• [Work to be completed]: Rewrite the items from the line with "the dark blue" up to and including the line with "[(136, 95), (397, 74), (348, 83)]", requests included, and scale every coordinate in their answers by 1.4, rounding to whole numbers with halves rounded up. Leave the requests and their sample coordinates unchanged, and give only these lines.

• [Supplied data]:

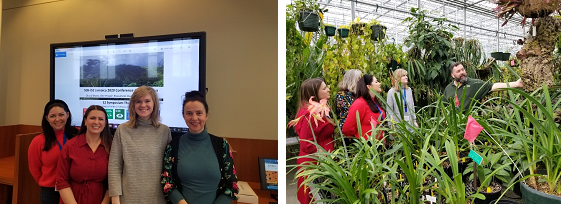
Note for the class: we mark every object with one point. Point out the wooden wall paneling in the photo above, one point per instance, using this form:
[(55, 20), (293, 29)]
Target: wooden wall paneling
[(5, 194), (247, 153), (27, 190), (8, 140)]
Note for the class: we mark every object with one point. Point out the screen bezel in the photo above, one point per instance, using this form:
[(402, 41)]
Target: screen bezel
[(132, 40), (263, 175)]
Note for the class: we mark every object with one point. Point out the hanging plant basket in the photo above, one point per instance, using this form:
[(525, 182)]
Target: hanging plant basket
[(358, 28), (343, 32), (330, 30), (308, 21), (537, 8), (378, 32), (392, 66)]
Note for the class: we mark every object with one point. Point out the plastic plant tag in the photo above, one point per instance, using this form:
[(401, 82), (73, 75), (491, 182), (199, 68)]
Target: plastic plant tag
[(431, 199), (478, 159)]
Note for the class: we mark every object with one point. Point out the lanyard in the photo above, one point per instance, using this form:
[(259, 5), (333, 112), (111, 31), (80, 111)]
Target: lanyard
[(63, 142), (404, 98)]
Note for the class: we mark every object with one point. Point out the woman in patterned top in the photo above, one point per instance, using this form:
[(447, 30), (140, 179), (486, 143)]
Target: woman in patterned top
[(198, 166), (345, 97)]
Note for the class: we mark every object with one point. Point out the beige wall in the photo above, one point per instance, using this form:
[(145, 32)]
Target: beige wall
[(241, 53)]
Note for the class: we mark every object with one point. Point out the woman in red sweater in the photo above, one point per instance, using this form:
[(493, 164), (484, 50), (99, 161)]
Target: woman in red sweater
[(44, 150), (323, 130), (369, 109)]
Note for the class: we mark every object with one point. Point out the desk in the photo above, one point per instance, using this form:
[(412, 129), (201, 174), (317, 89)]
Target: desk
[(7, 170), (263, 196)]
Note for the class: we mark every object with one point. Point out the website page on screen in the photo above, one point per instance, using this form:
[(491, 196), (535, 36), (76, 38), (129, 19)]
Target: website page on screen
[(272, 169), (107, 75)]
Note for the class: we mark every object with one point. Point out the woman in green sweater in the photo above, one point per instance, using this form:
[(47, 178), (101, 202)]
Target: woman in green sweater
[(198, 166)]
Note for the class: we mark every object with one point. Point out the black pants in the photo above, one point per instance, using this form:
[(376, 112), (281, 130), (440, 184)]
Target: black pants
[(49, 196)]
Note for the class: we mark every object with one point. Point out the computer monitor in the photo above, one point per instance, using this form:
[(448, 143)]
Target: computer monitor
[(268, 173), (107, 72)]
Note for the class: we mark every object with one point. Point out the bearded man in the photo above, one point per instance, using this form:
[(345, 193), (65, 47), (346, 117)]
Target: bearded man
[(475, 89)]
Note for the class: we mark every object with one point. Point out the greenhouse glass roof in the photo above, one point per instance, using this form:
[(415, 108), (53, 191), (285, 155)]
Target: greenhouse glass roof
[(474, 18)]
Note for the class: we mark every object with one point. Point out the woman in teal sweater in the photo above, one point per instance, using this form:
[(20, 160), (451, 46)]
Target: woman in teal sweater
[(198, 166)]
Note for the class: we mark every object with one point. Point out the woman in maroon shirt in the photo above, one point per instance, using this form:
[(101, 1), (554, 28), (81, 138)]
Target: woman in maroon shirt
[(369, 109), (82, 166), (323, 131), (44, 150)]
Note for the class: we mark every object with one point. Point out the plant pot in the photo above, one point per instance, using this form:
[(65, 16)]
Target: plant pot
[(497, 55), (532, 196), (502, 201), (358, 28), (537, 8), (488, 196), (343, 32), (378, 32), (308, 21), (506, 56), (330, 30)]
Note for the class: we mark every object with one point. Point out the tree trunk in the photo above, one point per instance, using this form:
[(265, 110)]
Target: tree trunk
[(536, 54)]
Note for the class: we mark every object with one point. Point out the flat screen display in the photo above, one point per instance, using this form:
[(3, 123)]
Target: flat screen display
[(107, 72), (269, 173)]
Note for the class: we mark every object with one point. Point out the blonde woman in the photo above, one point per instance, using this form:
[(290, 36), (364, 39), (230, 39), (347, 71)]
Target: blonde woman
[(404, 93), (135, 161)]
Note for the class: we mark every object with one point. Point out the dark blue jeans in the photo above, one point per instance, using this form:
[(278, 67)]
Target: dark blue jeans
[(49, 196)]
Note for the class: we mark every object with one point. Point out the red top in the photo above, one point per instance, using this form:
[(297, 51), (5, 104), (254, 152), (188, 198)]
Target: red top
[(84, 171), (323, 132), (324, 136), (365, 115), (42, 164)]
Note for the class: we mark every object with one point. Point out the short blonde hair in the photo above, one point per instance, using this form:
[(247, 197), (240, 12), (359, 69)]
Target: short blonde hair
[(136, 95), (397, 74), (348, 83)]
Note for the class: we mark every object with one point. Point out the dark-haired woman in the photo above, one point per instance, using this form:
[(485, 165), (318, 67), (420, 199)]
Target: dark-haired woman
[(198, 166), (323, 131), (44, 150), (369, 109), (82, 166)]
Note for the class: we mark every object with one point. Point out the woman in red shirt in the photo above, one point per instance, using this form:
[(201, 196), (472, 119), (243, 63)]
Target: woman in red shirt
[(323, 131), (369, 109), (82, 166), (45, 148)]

• [Exercise response]:
Note for the class: we mark every object with one point. Point out the dark blue jeans in the photo above, one point per instance, using this form:
[(278, 67)]
Target: dark blue jeans
[(69, 274)]
Note for the class: we mark every object with one point. Point out the red top in the photo above, one point per instance, using this form:
[(297, 51), (5, 104), (254, 152), (188, 198)]
Target: red top
[(118, 239), (452, 185), (454, 190), (511, 161), (59, 230)]
Note for the class: we mark every object with one point. Point out the short blonde hair in the photo above, one point per instance, using this form:
[(247, 197), (240, 12), (359, 69)]
Target: short blonde hair
[(190, 133), (556, 104), (487, 116)]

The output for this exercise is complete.